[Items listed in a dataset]
==============================
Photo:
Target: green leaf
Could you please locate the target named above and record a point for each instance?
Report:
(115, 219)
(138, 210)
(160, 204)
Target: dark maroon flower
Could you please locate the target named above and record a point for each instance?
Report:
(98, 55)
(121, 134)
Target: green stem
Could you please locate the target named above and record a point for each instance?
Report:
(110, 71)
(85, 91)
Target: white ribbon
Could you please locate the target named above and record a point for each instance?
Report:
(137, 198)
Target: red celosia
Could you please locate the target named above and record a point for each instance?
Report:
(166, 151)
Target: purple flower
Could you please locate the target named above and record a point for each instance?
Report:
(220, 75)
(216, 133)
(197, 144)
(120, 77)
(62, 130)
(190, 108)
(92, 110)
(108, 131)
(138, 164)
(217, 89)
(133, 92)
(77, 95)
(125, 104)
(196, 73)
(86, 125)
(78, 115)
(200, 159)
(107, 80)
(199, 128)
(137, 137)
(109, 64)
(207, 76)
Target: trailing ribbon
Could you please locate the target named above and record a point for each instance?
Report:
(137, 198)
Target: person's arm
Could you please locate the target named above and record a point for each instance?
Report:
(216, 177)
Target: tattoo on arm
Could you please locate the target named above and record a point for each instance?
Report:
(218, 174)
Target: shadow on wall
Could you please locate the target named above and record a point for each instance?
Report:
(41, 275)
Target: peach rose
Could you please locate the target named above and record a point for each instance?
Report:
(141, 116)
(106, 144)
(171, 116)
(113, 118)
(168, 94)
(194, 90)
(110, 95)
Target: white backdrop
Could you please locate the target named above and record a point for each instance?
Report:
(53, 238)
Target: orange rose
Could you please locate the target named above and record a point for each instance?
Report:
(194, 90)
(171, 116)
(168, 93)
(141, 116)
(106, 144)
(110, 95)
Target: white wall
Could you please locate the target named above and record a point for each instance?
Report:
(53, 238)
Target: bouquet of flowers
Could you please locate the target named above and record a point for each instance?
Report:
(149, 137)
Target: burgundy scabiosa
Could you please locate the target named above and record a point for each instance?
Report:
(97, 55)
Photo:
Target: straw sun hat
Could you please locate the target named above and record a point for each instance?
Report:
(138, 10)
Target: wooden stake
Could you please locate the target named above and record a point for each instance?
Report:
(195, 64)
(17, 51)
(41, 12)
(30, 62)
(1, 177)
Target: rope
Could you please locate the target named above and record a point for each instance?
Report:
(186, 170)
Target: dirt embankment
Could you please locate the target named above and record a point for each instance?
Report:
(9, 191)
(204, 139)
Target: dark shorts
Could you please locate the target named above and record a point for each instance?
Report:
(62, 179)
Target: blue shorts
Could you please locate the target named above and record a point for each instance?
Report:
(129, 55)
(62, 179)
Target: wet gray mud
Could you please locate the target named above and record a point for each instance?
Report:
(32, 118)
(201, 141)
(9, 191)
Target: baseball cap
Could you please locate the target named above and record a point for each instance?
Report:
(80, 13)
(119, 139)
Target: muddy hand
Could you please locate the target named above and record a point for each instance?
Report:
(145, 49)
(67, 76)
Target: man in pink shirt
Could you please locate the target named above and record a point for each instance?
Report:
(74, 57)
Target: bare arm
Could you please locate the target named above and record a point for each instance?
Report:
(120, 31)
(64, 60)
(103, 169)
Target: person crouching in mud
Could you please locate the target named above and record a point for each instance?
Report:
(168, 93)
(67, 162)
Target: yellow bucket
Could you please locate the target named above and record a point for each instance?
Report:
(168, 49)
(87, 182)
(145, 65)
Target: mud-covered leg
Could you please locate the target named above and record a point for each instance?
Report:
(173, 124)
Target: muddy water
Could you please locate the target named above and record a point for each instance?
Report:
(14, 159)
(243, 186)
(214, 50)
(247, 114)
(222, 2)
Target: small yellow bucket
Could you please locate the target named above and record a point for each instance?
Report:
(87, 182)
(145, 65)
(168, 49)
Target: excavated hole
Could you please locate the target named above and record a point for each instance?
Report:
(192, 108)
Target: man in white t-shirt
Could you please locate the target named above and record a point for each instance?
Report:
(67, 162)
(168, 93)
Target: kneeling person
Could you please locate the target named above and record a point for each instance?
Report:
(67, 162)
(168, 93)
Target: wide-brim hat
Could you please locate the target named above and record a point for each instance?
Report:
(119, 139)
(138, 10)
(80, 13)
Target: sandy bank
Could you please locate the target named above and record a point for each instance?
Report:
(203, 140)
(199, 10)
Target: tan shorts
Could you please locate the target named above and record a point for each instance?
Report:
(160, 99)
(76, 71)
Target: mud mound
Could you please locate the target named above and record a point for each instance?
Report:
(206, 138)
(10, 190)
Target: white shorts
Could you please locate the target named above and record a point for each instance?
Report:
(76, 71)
==============================
* **WHAT YOU NEED TO DO**:
Where a line of the data above includes "shorts", copy that line.

* **FINAL ANSWER**:
Target: dark shorts
Target: blue shorts
Target: tan shorts
Target: white shorts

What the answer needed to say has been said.